- Prompt: Report how many lines in the records below contain the string "gate", giving only the number.

- Available records:
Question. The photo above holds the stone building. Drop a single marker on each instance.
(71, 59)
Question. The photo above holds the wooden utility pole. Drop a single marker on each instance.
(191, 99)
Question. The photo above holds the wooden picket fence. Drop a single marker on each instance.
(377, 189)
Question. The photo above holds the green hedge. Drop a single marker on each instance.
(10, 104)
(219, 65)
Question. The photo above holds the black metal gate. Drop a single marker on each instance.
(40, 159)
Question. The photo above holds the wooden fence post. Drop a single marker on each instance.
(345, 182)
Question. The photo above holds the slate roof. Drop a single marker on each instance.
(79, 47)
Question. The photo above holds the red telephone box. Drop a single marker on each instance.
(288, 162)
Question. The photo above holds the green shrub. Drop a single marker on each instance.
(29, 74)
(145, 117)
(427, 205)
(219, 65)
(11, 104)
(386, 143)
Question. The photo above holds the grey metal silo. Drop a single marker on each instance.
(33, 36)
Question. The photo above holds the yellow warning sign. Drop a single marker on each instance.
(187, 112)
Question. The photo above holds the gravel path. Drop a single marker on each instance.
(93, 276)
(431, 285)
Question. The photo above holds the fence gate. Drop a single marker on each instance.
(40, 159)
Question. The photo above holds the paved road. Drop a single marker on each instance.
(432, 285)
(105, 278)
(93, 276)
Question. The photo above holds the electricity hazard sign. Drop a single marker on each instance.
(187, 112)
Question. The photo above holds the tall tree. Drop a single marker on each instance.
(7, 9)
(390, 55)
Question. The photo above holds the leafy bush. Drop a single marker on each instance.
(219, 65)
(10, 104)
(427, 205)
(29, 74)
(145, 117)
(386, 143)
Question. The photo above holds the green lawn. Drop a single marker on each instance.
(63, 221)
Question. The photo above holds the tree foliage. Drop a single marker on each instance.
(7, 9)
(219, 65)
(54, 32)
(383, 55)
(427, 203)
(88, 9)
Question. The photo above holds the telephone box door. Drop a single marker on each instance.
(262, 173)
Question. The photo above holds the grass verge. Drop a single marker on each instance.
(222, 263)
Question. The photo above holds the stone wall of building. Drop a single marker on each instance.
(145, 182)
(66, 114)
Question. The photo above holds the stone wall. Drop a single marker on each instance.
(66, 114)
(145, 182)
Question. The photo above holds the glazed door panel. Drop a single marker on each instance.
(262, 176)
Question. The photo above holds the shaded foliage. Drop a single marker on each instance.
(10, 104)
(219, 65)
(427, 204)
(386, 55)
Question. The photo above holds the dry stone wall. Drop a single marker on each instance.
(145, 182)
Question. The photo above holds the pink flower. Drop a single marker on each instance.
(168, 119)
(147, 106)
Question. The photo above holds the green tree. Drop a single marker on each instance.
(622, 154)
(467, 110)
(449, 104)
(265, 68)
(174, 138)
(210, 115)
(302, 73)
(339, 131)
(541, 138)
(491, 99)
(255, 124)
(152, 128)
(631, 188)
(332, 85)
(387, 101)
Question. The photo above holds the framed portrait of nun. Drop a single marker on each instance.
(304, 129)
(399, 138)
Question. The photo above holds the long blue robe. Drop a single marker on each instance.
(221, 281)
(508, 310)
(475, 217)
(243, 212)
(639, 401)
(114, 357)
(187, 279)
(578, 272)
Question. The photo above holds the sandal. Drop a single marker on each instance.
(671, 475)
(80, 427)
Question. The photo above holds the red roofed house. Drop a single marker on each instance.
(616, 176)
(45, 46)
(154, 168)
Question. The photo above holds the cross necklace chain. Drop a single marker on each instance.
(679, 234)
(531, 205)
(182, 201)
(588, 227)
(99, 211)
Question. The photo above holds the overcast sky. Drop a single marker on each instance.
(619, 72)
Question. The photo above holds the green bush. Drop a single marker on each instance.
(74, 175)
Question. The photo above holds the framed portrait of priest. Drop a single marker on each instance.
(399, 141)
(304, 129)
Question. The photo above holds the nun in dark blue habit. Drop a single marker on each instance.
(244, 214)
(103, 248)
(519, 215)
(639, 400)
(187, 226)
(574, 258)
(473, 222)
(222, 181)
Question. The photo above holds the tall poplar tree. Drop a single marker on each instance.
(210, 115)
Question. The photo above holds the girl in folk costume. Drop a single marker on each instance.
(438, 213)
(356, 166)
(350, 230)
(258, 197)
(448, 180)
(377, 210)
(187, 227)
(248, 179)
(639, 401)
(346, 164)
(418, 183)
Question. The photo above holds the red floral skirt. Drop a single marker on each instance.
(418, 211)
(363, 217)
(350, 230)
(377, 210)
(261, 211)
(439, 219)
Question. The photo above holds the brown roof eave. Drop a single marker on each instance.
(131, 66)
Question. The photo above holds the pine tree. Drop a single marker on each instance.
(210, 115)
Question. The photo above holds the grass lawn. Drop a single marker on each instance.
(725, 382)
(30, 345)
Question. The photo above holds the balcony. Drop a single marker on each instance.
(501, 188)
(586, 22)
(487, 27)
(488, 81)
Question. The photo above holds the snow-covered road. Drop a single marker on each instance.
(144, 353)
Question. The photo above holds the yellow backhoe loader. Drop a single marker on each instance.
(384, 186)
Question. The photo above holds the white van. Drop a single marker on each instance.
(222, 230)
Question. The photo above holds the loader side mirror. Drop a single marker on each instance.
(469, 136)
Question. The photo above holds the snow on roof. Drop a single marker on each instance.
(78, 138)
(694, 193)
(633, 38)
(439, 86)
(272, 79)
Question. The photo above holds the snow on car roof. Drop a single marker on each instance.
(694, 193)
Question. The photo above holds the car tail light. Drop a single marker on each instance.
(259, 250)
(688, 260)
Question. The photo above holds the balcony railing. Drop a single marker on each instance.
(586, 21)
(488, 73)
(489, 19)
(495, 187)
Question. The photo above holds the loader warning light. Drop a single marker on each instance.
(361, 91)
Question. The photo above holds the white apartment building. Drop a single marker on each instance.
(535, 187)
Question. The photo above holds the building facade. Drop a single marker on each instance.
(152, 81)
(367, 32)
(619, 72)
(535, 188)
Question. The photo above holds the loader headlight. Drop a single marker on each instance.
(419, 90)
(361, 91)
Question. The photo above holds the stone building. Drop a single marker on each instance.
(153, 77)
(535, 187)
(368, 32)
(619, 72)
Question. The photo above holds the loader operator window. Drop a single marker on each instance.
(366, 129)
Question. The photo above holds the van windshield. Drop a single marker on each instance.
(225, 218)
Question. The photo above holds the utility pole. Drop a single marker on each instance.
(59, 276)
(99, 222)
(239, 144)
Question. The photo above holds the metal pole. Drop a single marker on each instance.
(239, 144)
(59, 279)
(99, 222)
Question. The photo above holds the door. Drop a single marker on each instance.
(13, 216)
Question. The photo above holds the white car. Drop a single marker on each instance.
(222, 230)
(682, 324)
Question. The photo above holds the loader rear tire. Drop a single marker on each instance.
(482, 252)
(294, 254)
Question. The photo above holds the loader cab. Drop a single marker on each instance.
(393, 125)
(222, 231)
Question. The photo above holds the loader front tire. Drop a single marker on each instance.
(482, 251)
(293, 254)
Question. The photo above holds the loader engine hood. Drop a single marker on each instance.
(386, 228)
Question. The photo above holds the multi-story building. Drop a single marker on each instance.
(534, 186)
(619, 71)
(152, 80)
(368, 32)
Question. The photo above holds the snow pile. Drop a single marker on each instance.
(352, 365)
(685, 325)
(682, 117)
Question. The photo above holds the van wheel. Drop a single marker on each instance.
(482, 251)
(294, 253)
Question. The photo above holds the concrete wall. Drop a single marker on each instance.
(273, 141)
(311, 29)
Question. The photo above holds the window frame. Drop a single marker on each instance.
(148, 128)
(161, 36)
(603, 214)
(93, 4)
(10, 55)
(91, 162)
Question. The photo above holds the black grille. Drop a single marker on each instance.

==

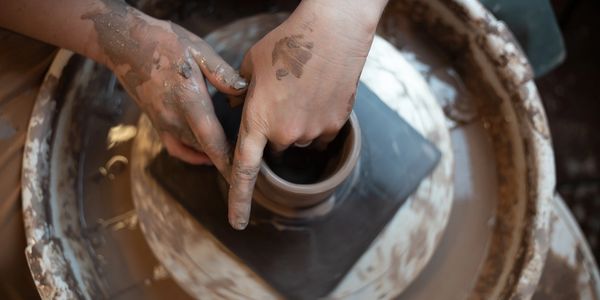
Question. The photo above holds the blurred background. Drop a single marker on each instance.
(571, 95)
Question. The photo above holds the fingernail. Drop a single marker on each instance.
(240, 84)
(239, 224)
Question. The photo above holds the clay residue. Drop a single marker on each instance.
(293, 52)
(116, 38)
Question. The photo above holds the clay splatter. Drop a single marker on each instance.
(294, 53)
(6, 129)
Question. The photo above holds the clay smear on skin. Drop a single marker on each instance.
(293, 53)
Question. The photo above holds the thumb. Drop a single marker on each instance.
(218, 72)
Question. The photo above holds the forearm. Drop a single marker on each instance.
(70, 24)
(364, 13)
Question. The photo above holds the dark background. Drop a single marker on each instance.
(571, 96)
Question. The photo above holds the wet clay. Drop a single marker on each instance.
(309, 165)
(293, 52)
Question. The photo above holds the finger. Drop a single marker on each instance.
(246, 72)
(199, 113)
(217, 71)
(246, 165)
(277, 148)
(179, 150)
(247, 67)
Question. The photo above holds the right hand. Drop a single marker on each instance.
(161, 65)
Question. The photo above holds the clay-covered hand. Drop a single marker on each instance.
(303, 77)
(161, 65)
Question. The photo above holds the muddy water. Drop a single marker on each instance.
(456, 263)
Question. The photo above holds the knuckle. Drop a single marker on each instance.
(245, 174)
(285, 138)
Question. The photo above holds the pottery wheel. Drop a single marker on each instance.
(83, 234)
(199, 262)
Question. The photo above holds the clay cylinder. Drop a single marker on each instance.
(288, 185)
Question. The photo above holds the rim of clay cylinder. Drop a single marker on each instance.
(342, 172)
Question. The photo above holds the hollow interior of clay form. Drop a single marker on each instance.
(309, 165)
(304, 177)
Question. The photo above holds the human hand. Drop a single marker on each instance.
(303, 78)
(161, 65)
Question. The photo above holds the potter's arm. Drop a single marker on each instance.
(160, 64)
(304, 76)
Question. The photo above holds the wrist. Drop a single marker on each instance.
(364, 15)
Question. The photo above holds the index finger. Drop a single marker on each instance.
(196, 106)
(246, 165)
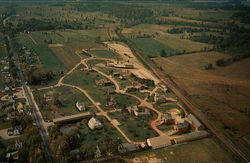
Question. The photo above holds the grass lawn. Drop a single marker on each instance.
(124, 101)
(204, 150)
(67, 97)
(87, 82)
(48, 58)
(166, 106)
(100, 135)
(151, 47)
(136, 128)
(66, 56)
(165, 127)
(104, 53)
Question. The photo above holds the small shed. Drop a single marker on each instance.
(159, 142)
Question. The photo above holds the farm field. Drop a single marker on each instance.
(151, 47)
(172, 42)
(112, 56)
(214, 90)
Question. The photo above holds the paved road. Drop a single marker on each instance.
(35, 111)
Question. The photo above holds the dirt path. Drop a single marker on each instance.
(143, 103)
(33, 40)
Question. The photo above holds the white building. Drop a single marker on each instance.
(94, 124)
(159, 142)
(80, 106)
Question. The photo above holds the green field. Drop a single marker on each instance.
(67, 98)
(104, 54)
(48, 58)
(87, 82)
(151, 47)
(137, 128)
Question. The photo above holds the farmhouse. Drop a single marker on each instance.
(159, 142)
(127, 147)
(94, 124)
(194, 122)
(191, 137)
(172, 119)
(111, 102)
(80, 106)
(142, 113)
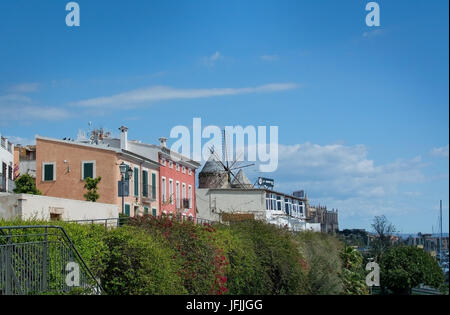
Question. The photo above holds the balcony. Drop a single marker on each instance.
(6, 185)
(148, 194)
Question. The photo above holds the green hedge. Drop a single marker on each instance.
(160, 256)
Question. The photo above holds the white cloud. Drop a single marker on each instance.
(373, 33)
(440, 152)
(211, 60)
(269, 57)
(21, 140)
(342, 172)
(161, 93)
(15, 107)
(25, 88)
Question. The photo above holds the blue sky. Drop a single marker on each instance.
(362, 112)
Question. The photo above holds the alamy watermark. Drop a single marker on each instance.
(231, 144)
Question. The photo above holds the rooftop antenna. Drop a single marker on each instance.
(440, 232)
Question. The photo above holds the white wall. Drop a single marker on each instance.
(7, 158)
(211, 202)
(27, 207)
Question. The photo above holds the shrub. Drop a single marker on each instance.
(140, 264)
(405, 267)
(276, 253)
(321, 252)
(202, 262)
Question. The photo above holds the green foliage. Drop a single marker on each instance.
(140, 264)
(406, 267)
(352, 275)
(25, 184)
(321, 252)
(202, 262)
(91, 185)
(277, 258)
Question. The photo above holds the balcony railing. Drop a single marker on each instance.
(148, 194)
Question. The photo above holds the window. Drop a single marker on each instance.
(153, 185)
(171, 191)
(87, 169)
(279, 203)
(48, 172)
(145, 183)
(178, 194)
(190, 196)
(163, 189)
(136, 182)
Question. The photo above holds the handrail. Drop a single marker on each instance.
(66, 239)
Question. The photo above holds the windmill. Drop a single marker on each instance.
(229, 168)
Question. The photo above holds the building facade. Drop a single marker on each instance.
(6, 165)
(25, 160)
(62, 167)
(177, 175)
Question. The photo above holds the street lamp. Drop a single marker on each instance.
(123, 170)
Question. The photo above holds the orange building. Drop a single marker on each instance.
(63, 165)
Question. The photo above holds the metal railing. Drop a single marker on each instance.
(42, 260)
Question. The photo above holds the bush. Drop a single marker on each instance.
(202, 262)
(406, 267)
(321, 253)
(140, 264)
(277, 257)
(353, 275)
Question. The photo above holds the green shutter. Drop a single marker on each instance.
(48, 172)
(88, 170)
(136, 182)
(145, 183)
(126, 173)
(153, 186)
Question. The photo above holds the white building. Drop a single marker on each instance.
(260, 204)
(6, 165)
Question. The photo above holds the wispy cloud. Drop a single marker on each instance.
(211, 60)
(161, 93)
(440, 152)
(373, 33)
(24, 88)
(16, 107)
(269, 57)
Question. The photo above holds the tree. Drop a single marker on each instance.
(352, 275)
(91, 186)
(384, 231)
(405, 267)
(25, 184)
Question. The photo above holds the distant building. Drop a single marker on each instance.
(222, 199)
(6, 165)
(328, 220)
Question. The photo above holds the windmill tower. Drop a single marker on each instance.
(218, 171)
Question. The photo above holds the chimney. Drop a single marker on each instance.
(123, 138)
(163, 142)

---

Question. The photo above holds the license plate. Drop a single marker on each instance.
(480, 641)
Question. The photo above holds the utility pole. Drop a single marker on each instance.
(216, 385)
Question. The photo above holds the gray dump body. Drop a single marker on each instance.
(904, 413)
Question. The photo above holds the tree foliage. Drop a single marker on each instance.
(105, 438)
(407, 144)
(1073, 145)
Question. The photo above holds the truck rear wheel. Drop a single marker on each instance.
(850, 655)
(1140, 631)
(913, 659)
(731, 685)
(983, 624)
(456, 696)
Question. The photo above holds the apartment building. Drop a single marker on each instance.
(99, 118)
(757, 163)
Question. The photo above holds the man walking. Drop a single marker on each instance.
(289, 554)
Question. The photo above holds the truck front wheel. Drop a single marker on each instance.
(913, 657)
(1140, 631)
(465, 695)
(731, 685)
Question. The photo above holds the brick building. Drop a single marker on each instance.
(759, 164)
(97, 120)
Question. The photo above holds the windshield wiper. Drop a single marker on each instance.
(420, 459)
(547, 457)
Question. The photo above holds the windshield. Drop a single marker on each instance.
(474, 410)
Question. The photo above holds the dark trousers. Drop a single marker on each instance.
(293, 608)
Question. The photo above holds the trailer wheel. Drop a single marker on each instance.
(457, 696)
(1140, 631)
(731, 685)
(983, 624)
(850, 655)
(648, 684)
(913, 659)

- Response to this exercise: 2